Start of READING TEXT

# T-track table or bench dogs?



## SteveT (Dec 30, 2014)

I don't have a bench where I can easily clamp or secure workpieces. I will be adding a bench sometime in the future and have been debating whether to put T-tracks like some of the commercial tables, or a system of bench dogs.

Thought I'd get advice from experienced woodworkers.

Steve


----------



## JayT (May 6, 2012)

What are you going to be using the bench for?

For a workbench, dog holes and a couple holdfasts are hard to beat. Much more versatile and faster than any track accessories.

If it's going to be primarily just an assembly bench, the T-track has the advantage of being able to set up a permanent 90 degree corner to keep things square.


----------



## Rick Dennington (Aug 27, 2009)

Yep…..You can actually have both…You just have to decide which one you want first…..I have both….I built my bench first (actually I have 5 benches), and put in dogs…...Later on I built a T track table top for doing what JayT said…..That way, if I'm gluing up smaller projects, I don't have my bench tied up….....


----------



## SteveT (Dec 30, 2014)

End of READING TEXT

WORK TO DO
a) Answer these questions about the workbench thread:
(i) What kind of bench does SteveT say he lacks?
(ii) What advantage does JayT give T-track for a bench used mainly for assembly?
(iii) How many benches does Rick Dennington say he has?
b) Resume the workbench thread from the point where it stops.
The entries after the workbench thread play no part in this.

Start of STORED DATA

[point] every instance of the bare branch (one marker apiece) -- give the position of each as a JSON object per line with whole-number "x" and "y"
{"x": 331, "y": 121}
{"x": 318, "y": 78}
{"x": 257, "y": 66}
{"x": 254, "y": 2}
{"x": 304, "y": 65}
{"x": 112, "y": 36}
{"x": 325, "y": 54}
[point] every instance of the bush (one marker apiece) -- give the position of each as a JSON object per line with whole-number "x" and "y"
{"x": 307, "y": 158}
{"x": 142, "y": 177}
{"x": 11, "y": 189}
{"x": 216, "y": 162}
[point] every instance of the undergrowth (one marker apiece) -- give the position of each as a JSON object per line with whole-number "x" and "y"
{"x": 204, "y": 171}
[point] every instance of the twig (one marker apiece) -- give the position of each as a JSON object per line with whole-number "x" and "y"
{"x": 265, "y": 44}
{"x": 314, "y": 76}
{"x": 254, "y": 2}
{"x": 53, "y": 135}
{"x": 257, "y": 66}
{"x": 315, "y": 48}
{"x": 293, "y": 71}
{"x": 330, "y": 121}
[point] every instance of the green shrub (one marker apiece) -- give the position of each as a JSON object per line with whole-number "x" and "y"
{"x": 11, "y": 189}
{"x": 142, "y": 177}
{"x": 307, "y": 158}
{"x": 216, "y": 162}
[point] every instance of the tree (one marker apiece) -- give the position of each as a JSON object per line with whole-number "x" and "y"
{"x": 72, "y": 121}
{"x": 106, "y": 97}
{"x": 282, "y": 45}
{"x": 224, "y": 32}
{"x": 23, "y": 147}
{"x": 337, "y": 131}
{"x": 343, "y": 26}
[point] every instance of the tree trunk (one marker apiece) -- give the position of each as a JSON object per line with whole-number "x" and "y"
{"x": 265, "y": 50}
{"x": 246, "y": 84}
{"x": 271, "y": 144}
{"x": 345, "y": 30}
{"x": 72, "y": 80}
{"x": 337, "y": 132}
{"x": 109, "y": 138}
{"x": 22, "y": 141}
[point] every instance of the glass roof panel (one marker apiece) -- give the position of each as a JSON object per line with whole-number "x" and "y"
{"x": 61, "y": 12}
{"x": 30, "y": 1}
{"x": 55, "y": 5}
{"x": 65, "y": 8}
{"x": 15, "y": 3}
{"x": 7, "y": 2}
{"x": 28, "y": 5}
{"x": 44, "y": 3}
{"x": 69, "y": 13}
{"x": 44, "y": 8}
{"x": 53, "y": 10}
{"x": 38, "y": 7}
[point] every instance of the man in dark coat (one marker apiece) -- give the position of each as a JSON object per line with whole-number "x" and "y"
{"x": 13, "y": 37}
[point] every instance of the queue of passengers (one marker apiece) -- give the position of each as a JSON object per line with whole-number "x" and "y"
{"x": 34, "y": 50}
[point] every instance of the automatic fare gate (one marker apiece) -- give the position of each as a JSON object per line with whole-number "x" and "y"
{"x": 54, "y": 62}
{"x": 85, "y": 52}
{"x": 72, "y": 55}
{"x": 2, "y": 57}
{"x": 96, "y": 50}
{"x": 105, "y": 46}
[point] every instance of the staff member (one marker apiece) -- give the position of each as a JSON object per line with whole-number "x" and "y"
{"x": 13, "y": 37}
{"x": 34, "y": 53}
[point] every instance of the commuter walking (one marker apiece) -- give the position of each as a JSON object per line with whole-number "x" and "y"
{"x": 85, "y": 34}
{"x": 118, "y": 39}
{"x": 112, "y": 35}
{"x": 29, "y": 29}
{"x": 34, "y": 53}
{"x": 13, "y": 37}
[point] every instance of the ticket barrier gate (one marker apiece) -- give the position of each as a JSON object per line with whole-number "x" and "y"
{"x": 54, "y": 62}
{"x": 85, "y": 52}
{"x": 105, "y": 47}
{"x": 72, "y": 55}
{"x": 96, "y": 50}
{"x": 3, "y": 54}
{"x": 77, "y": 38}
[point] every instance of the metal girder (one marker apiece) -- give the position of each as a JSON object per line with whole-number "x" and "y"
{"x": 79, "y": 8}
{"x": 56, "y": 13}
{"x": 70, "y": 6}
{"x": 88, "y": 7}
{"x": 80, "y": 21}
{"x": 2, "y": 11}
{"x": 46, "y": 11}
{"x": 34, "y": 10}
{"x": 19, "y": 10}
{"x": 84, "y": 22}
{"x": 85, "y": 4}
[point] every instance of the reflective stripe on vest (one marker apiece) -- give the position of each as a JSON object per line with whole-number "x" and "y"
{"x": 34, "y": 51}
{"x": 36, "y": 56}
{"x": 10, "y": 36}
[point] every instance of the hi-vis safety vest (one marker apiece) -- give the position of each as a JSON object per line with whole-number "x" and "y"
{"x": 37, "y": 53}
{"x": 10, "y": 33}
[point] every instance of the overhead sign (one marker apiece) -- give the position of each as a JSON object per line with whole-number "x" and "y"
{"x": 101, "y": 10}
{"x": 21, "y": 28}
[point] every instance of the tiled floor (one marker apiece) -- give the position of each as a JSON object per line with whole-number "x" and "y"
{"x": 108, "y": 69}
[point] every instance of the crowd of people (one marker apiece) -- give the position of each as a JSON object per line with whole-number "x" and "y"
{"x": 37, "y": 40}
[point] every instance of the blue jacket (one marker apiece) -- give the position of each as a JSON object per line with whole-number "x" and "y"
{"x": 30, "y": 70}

End of STORED DATA

RESPONSES TO THE EXERCISE
a)
(i) A bench where he can easily clamp or secure workpieces.
(ii) The ability to set up a permanent 90 degree corner to keep things square.
(iii) Five.

b)
At the moment I just have a rolling table with a MDF top. I use it for …... everything. It was one of the first things I made. Someday I'd like to try hand planes. I don't have a place to clamp or butt a board up to if I wanted to plane. And, I noticed most benches have holes for bench dogs. I've also seen that the t tracks have accessories which seem to do what bench dogs do. I was thinking that the t tracks might be more versatile. But I have no experience with either.


----------



## bondogaposis (Dec 18, 2011)

I would say that bench dogs and holdfasts are much more versatile. You can only apply so much pressure to T-track before it will distort or lift and the location is fixed once you install them. Holes for dogs or holdfasts can drilled on the fly for special situations very easily.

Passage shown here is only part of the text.